§ **To do**
All lines from the one including "the white ceramic" to the bottom of the entries below should be repeated exactly, both ends kept.

§ **Given data**
= Beginning of Section =
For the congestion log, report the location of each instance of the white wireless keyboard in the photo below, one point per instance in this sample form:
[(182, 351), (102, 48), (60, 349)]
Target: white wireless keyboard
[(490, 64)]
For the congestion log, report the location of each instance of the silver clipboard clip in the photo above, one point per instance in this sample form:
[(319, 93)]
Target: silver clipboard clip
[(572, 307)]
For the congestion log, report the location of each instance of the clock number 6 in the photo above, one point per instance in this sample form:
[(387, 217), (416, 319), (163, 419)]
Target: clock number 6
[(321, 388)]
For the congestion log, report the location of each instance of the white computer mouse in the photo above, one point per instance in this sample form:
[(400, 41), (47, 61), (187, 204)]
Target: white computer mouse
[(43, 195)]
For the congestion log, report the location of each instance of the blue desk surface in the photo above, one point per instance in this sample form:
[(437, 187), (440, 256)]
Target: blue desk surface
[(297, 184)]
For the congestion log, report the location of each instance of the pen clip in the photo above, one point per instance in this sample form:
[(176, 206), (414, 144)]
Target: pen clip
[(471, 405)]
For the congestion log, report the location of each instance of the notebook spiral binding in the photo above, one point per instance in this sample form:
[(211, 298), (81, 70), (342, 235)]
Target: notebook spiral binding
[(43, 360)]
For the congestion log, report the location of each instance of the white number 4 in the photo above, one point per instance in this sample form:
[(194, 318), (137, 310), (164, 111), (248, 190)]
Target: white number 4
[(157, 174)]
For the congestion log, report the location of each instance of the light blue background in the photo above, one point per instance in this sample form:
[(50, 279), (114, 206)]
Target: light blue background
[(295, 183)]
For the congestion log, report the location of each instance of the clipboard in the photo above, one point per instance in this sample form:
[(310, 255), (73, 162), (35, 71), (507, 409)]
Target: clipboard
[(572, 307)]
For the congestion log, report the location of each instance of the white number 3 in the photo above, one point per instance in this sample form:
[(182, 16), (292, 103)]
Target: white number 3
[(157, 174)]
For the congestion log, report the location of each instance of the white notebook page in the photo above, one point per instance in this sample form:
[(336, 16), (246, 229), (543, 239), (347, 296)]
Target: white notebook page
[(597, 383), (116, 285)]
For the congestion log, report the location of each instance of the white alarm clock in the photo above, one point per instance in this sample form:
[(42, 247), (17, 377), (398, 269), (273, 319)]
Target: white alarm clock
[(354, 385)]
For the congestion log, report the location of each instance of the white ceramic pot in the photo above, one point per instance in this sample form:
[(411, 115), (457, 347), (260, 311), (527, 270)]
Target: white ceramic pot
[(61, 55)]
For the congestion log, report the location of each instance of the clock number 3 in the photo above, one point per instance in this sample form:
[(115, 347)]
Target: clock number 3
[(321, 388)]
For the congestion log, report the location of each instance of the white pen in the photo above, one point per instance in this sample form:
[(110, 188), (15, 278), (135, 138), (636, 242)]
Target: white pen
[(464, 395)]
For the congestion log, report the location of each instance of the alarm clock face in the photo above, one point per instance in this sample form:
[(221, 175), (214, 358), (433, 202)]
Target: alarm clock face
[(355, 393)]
= End of Section =
§ **Expected answer**
For the congestion log, report the location of each instance of the white ceramic pot in the photo above, one point per instance in this sample form:
[(411, 115), (457, 347), (260, 311), (527, 270)]
Target: white ceramic pot
[(61, 55)]
For the congestion log, report the location of each instance of the clock number 3 in the photo above, one point per instance in this sample form:
[(115, 347)]
Target: clock number 3
[(321, 388)]
For the congestion log, report the location of each instance of the white pen in the photo above, one point per instance in this sample form:
[(110, 188), (15, 278), (135, 138), (636, 242)]
Target: white pen
[(464, 395)]
For the congestion log, report the location of each instance of the alarm clock face in the photo above, one point per instance in this sample form:
[(221, 175), (214, 358), (433, 202)]
Target: alarm clock face
[(355, 393)]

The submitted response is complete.